- **Provided data**
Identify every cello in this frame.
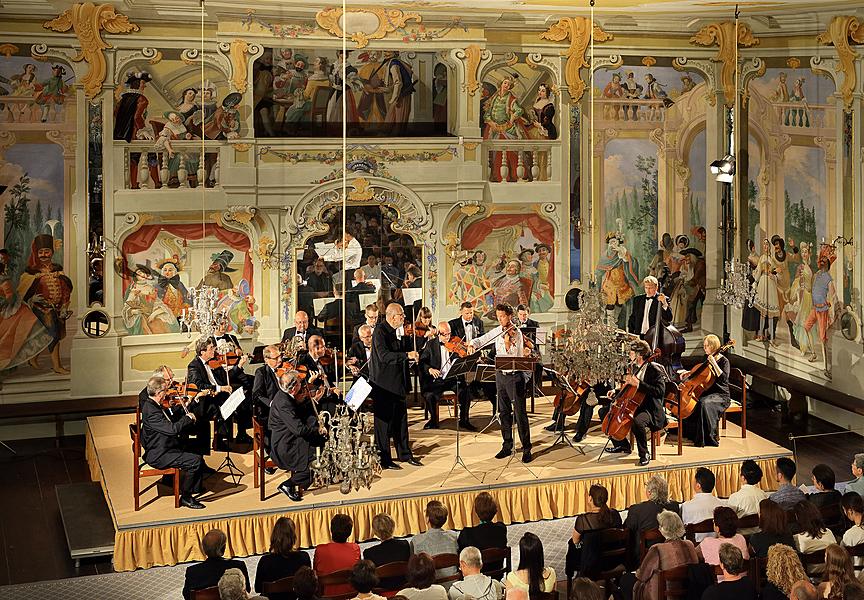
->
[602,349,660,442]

--

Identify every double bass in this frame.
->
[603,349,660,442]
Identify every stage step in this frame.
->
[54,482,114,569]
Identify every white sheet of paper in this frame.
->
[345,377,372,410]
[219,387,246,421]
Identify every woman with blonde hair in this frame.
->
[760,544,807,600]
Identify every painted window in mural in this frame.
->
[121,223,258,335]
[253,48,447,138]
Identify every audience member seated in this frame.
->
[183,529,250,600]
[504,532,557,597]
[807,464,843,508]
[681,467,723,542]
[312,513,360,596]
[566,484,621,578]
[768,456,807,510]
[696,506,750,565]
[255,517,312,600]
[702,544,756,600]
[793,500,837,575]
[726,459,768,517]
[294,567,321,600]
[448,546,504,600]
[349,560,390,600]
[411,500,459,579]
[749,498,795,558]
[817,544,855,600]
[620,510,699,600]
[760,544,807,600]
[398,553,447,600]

- **Task brief**
Count the lines in the entries above that contain the word "painted", and give only that number.

- **Reply**
1